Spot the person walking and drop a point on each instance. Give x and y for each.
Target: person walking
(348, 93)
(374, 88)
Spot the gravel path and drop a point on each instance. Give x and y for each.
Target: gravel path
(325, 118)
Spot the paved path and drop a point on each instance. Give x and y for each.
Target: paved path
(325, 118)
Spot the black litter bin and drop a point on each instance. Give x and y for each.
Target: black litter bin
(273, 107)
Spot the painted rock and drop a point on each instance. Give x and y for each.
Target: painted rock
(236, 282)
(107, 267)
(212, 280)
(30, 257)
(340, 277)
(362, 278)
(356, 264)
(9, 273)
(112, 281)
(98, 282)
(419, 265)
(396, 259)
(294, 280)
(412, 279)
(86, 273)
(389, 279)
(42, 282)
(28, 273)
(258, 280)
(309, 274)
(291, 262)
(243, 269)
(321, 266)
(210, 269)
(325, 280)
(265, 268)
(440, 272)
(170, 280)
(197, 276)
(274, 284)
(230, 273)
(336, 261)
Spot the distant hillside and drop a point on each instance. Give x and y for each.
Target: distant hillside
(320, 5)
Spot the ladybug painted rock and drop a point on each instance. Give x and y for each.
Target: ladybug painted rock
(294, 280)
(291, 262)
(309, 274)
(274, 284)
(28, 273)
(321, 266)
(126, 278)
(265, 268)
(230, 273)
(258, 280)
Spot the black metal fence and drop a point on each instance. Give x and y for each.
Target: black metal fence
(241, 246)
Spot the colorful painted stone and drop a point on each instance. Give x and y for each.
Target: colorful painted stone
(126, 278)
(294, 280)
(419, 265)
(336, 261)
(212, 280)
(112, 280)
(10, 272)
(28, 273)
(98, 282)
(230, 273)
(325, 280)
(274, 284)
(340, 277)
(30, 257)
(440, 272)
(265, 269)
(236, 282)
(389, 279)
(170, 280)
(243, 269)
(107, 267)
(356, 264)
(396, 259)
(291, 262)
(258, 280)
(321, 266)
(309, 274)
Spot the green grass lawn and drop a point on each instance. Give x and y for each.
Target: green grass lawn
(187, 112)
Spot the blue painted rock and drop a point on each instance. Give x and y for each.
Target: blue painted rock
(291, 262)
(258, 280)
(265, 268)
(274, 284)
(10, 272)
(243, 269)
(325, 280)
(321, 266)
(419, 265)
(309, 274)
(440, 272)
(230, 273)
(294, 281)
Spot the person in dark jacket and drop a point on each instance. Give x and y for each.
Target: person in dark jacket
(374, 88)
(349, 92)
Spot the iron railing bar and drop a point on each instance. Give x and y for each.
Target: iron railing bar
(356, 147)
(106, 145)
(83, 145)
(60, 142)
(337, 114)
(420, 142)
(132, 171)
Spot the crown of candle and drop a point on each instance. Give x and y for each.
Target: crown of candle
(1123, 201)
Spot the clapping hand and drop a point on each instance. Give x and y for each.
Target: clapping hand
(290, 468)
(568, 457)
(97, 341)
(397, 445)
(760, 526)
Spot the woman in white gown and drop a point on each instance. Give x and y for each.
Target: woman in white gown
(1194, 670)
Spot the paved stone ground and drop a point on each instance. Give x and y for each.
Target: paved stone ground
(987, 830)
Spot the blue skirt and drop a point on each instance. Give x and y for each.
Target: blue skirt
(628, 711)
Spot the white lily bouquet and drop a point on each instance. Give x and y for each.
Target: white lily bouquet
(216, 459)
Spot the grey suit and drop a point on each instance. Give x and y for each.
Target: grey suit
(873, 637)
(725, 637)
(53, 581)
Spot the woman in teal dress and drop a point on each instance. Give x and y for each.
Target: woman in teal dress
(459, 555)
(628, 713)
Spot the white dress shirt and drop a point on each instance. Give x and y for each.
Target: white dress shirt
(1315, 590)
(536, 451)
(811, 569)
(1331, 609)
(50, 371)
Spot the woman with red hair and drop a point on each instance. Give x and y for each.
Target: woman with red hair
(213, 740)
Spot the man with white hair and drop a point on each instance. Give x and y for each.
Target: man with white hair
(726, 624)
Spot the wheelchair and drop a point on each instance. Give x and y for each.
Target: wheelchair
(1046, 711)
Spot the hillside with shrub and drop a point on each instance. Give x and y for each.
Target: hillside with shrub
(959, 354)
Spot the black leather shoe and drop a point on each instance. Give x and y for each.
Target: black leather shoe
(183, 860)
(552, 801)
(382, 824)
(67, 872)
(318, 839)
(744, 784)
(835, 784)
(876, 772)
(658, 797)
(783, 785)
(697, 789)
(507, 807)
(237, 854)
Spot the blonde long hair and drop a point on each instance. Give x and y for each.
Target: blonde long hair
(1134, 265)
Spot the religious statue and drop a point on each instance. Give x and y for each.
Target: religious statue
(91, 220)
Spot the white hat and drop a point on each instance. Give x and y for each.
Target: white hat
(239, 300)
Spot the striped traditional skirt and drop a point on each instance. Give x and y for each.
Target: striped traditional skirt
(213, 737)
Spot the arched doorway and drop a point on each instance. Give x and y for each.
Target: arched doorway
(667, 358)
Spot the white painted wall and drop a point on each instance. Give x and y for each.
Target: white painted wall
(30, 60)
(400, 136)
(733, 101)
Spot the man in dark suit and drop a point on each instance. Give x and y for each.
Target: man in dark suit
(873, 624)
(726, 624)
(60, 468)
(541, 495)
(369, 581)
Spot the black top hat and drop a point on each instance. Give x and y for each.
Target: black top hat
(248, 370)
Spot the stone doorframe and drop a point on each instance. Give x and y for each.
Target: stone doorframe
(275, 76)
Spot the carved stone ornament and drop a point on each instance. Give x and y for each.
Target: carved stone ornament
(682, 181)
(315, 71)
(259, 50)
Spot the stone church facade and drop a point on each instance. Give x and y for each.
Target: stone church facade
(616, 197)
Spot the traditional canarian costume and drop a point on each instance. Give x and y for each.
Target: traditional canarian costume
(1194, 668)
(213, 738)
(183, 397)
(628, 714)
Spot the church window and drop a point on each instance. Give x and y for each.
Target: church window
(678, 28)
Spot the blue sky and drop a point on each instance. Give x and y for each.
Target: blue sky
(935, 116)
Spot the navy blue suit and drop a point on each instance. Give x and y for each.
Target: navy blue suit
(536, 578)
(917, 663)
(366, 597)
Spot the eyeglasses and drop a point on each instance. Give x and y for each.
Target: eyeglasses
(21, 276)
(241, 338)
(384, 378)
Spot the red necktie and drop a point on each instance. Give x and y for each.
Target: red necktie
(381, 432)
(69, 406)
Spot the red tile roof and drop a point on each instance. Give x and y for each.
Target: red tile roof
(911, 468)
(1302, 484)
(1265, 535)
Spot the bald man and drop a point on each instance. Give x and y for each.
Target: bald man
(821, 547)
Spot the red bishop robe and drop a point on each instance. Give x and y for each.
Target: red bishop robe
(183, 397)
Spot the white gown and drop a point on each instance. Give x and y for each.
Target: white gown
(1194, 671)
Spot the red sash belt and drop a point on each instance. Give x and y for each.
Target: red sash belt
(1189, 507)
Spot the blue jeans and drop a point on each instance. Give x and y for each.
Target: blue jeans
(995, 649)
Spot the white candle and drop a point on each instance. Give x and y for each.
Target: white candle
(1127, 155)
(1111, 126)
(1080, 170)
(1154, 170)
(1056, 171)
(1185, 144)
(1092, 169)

» **Stated goal**:
Convert every line of the records above into a JSON array of strings, one string per line, omitting any blank lines.

» **Exercise output**:
[
  "Spot the person walking and drop a point on each instance. Give x and y for each.",
  "Target: person walking",
  "(348, 93)",
  "(374, 88)",
  "Spot the gravel path and drop a point on each instance. Give x and y for each.",
  "Target: gravel path",
  "(325, 118)",
  "Spot the paved path and drop a point on each instance. Give x and y for each.",
  "Target: paved path",
  "(325, 118)",
  "Spot the black litter bin and drop a point on each instance. Give x and y for each.",
  "Target: black litter bin",
  "(273, 107)",
  "Spot the painted rock and drop a point on each instance. Give x and y for each.",
  "Target: painted rock",
  "(236, 282)",
  "(107, 267)",
  "(212, 280)",
  "(30, 257)",
  "(340, 277)",
  "(362, 278)",
  "(356, 264)",
  "(9, 273)",
  "(112, 281)",
  "(98, 282)",
  "(419, 265)",
  "(396, 259)",
  "(294, 280)",
  "(412, 279)",
  "(86, 273)",
  "(389, 279)",
  "(42, 282)",
  "(28, 273)",
  "(258, 280)",
  "(309, 274)",
  "(291, 262)",
  "(243, 269)",
  "(321, 266)",
  "(210, 269)",
  "(325, 280)",
  "(265, 268)",
  "(440, 272)",
  "(170, 280)",
  "(197, 276)",
  "(274, 284)",
  "(230, 273)",
  "(336, 261)",
  "Spot the distant hillside and drop a point on each instance. Give x and y for each.",
  "Target: distant hillside",
  "(320, 5)",
  "Spot the ladybug painted rock and drop a point on each instance. Give x and y for each.",
  "Target: ladybug painted rock",
  "(294, 280)",
  "(291, 262)",
  "(309, 274)",
  "(274, 284)",
  "(28, 273)",
  "(321, 266)",
  "(126, 278)",
  "(265, 268)",
  "(230, 273)",
  "(258, 280)",
  "Spot the black metal fence and drop a point on each instance. Give x and y for each.",
  "Target: black metal fence",
  "(241, 246)",
  "Spot the colorful painted stone and drop a point on each instance. Give x and y for each.",
  "Target: colorful painted stone",
  "(126, 278)",
  "(294, 280)",
  "(419, 265)",
  "(336, 261)",
  "(212, 280)",
  "(112, 280)",
  "(10, 272)",
  "(28, 273)",
  "(98, 282)",
  "(230, 273)",
  "(325, 280)",
  "(274, 284)",
  "(340, 277)",
  "(30, 257)",
  "(440, 272)",
  "(265, 269)",
  "(236, 282)",
  "(389, 279)",
  "(170, 280)",
  "(243, 269)",
  "(107, 267)",
  "(356, 264)",
  "(396, 259)",
  "(291, 262)",
  "(258, 280)",
  "(321, 266)",
  "(309, 274)",
  "Spot the green grass lawn and drop a point on each instance. Give x and y for each.",
  "Target: green grass lawn",
  "(187, 112)",
  "Spot the blue painted rock and drop a point on each instance. Give x and y for each.",
  "Target: blue painted rock",
  "(291, 262)",
  "(258, 280)",
  "(265, 268)",
  "(274, 284)",
  "(10, 272)",
  "(243, 269)",
  "(325, 280)",
  "(321, 266)",
  "(419, 265)",
  "(309, 274)",
  "(440, 272)",
  "(230, 273)",
  "(294, 281)",
  "Spot the person in dark jacket and drop a point on each instance. Give x and y for each.",
  "Target: person in dark jacket",
  "(374, 88)",
  "(349, 92)",
  "Spot the iron railing bar and drop a point on each instance. Give x and y for each.",
  "Target: iron railing bar",
  "(356, 147)",
  "(106, 145)",
  "(83, 145)",
  "(60, 142)",
  "(337, 114)",
  "(420, 142)",
  "(132, 171)",
  "Spot the crown of candle and drop a point on each instance. Give x and y for each.",
  "Target: crown of candle",
  "(1123, 201)",
  "Spot the clapping hand and drop a point on each instance. Give x and y for each.",
  "Target: clapping hand",
  "(290, 468)",
  "(568, 457)",
  "(97, 341)",
  "(397, 445)",
  "(760, 526)",
  "Spot the woman in white gown and drop a point on each instance. Give x and y for each.",
  "Target: woman in white gown",
  "(1194, 670)",
  "Spot the paved stone ground and drop a point on each instance. Give x and y for each.",
  "Target: paved stone ground",
  "(987, 830)",
  "Spot the blue skirt and drop a point on each instance. Give x and y for each.",
  "Target: blue skirt",
  "(628, 711)",
  "Spot the white lily bouquet and drop a point on each instance. Give x and y for each.",
  "Target: white lily bouquet",
  "(216, 459)",
  "Spot the grey suit and drop a point on each instance. Give x and y for each.",
  "Target: grey suit",
  "(873, 637)",
  "(725, 637)",
  "(53, 581)",
  "Spot the woman in teal dress and drop a point on each instance. Give x and y for each.",
  "Target: woman in teal dress",
  "(459, 555)",
  "(628, 713)",
  "Spot the white dress shirt and drop a point on each instance. Give x and y for each.",
  "Target: white dress shirt",
  "(1315, 590)",
  "(536, 451)",
  "(811, 569)",
  "(1331, 609)",
  "(50, 371)",
  "Spot the woman with red hair and drop a point on each instance. Give x and y for each.",
  "Target: woman with red hair",
  "(213, 740)",
  "Spot the man with white hair and drop a point on each instance. Give x and y for each.",
  "Target: man with white hair",
  "(726, 624)",
  "Spot the wheelchair and drop a point on each instance. Give x and y for each.",
  "Target: wheelchair",
  "(1046, 711)",
  "Spot the hillside with shrub and drop a point on each instance. Give x and y for each.",
  "Target: hillside with shrub",
  "(959, 354)",
  "Spot the black leather shoe and drop a point on each instance. Give x and y for each.",
  "Target: black leather shoe",
  "(183, 860)",
  "(552, 801)",
  "(382, 824)",
  "(67, 872)",
  "(318, 839)",
  "(744, 784)",
  "(835, 784)",
  "(876, 772)",
  "(658, 797)",
  "(783, 785)",
  "(697, 789)",
  "(507, 807)",
  "(237, 854)",
  "Spot the blonde long hair and drop a point on each instance. Give x and y for each.",
  "Target: blonde long hair",
  "(1134, 265)",
  "Spot the religious statue and drop a point on each instance. Give x and y for each.",
  "Target: religious statue",
  "(91, 220)",
  "Spot the white hat and drop a point on each instance. Give x and y for each.",
  "Target: white hat",
  "(239, 300)",
  "Spot the striped traditional skirt and drop a point on each instance. Give x and y for each.",
  "Target: striped traditional skirt",
  "(213, 737)",
  "Spot the arched doorway and drop a point on each instance. Give x and y for each.",
  "Target: arched doorway",
  "(667, 358)",
  "Spot the white painted wall and drop a point on each instance. Give x and y for each.",
  "Target: white painted wall",
  "(30, 60)",
  "(400, 136)",
  "(733, 101)",
  "Spot the man in dark suit and drop a point on each instance. Give x and y for each.",
  "Target: man in dark suit",
  "(873, 624)",
  "(726, 624)",
  "(60, 468)",
  "(541, 495)",
  "(369, 581)",
  "Spot the black top hat and drop a point on each instance. Give x and y for each.",
  "Target: black top hat",
  "(248, 370)",
  "Spot the stone doorframe and drop a point on each instance. Give x and y for each.",
  "Target: stone doorframe",
  "(275, 76)",
  "Spot the carved stone ornament and drop a point on each instance. Give x and y for each.",
  "Target: carved stone ornament",
  "(682, 181)",
  "(315, 71)",
  "(259, 50)",
  "Spot the stone church facade and drop a point on each instance. Give x and y for each.",
  "Target: stone church facade",
  "(616, 197)",
  "Spot the traditional canarian costume and drop a point on each instance. Give x and y for each.",
  "Target: traditional canarian costume",
  "(1194, 668)",
  "(213, 738)",
  "(183, 397)",
  "(628, 714)",
  "Spot the church window and drop a point on each instance. Give x and y for each.",
  "Target: church window",
  "(678, 28)",
  "Spot the blue sky and drop a point on each instance. Give x and y for each.",
  "Target: blue sky",
  "(935, 116)",
  "Spot the navy blue suit and drop a point on each instance. Give x and y for each.",
  "Target: navy blue suit",
  "(536, 578)",
  "(917, 663)",
  "(366, 597)",
  "Spot the eyeglasses and drop a point on each instance. Give x and y for each.",
  "Target: eyeglasses",
  "(21, 276)",
  "(241, 338)",
  "(384, 378)",
  "Spot the red necktie and drop a point on each instance. Give x and y for each.",
  "Target: red necktie",
  "(381, 432)",
  "(69, 406)",
  "Spot the red tile roof and drop a point on each instance. Give x and y for each.",
  "Target: red tile roof",
  "(911, 468)",
  "(1302, 484)",
  "(1265, 535)",
  "Spot the bald man and drop a point on each instance. Give x and y for each.",
  "Target: bald man",
  "(821, 547)",
  "Spot the red bishop robe and drop a point on each instance. Give x and y for each.",
  "Target: red bishop robe",
  "(183, 397)",
  "Spot the white gown and drop a point on each instance. Give x and y for each.",
  "Target: white gown",
  "(1194, 671)",
  "Spot the red sash belt and drop a point on each instance. Give x and y for each.",
  "Target: red sash belt",
  "(1189, 507)",
  "Spot the blue jeans and drop a point on each instance. Give x and y for each.",
  "Target: blue jeans",
  "(995, 649)",
  "Spot the white candle and drop a point on each instance. Give x and y for each.",
  "Target: white candle",
  "(1127, 155)",
  "(1111, 126)",
  "(1080, 170)",
  "(1154, 170)",
  "(1056, 171)",
  "(1185, 144)",
  "(1092, 169)"
]